Exercise details: Pull out every line in the rows below that contains the string "palm". Uppercase and lowercase count as different.

-------- Task input --------

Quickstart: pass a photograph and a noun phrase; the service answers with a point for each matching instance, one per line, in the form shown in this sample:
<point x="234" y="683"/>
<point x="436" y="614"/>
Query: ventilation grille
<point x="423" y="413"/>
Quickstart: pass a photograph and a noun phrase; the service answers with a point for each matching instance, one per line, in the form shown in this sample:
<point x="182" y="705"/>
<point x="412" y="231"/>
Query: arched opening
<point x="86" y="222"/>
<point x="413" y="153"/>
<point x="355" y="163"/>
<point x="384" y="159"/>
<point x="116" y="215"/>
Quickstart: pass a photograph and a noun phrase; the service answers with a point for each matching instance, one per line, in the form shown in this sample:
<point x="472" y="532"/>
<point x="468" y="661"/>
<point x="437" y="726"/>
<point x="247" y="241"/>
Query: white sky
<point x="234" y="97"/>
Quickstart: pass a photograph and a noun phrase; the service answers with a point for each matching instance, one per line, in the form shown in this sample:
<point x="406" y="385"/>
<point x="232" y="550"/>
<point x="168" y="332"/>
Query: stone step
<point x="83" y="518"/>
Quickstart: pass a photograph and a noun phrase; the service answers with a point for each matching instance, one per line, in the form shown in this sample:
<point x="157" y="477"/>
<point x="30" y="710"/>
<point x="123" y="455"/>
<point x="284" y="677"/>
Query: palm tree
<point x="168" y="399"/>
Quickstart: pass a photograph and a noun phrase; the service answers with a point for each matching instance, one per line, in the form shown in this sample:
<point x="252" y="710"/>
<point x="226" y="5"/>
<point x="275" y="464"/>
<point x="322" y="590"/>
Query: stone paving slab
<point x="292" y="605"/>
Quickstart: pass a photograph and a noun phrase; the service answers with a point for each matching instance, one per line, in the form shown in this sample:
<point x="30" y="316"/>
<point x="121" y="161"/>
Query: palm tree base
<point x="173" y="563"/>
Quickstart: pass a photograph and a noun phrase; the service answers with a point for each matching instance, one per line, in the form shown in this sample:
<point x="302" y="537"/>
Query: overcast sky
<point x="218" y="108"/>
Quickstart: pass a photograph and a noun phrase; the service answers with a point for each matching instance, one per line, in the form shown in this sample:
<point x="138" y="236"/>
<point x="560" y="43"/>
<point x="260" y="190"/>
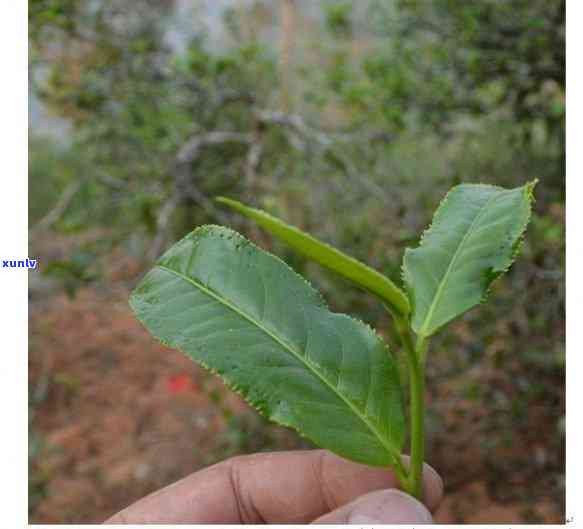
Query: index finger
<point x="278" y="487"/>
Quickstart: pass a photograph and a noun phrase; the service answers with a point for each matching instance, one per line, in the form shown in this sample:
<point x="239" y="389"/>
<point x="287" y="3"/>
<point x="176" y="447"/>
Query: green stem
<point x="415" y="360"/>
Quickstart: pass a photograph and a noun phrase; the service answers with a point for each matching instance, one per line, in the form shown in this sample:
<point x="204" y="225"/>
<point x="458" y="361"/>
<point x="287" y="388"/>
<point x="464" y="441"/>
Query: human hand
<point x="312" y="486"/>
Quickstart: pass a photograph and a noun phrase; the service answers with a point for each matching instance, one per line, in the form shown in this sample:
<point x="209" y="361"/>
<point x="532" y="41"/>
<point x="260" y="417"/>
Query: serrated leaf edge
<point x="233" y="386"/>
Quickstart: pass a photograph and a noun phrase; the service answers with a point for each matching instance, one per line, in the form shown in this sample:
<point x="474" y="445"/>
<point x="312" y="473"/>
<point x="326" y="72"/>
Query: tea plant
<point x="244" y="314"/>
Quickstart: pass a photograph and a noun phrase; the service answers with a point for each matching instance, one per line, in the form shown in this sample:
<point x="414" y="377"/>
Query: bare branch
<point x="63" y="203"/>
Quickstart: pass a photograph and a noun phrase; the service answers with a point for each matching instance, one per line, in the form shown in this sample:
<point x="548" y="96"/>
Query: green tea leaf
<point x="475" y="236"/>
<point x="329" y="257"/>
<point x="244" y="314"/>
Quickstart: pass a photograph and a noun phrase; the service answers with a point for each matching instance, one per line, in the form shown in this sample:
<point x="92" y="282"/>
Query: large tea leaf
<point x="474" y="238"/>
<point x="327" y="256"/>
<point x="245" y="315"/>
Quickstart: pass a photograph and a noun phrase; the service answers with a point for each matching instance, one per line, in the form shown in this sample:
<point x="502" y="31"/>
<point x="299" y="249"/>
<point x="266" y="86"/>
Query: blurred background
<point x="348" y="119"/>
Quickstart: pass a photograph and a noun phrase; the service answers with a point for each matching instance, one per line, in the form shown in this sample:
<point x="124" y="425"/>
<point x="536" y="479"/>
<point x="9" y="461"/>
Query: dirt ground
<point x="114" y="416"/>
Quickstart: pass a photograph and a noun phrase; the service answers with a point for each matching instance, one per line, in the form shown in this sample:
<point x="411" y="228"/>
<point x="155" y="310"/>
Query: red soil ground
<point x="123" y="416"/>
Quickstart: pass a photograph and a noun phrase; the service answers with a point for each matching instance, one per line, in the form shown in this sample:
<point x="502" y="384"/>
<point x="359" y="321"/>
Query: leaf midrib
<point x="287" y="347"/>
<point x="440" y="289"/>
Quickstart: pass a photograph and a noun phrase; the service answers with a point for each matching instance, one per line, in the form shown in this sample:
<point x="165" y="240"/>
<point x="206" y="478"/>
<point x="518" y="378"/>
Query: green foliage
<point x="329" y="257"/>
<point x="474" y="238"/>
<point x="248" y="317"/>
<point x="243" y="314"/>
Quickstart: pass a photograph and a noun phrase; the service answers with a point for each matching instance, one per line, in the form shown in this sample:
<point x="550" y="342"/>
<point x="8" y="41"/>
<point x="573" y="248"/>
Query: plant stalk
<point x="415" y="360"/>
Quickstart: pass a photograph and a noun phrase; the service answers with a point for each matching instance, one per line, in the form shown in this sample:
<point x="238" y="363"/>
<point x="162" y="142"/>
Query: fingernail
<point x="389" y="506"/>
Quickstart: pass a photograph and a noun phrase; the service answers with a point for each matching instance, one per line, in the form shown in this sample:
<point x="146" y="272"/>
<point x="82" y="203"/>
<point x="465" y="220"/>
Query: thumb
<point x="390" y="506"/>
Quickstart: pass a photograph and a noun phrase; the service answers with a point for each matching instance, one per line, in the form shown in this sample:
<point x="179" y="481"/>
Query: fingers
<point x="380" y="507"/>
<point x="280" y="487"/>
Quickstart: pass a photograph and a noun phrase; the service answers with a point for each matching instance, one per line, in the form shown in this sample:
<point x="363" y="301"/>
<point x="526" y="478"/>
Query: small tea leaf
<point x="475" y="236"/>
<point x="245" y="315"/>
<point x="329" y="257"/>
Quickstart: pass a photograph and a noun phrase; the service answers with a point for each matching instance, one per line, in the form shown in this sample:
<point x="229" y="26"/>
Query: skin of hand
<point x="313" y="486"/>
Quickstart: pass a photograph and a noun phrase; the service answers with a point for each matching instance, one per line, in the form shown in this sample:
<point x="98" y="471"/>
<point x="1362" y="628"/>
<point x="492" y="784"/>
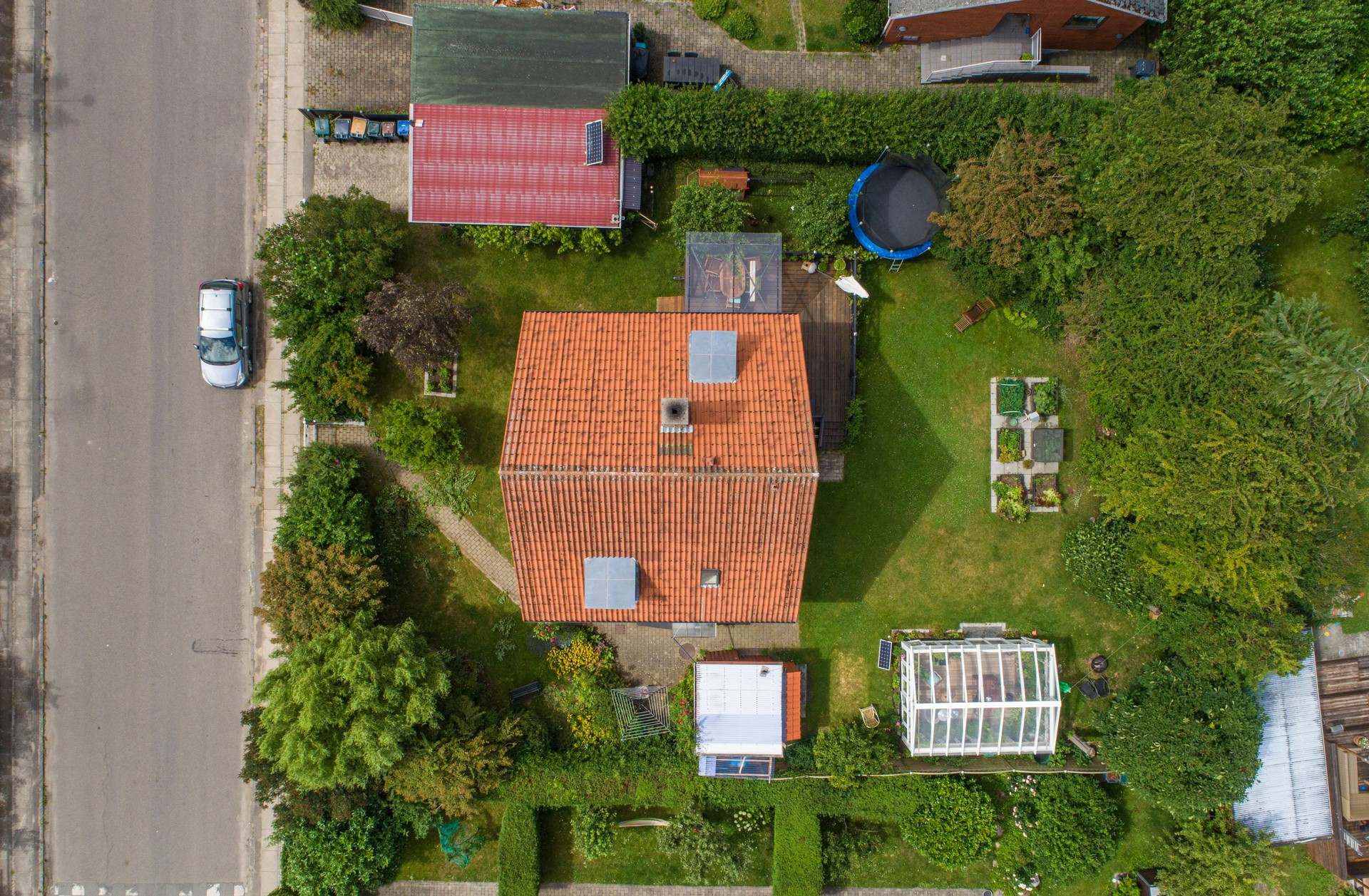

--------

Right answer:
Query: palm tree
Query: palm tree base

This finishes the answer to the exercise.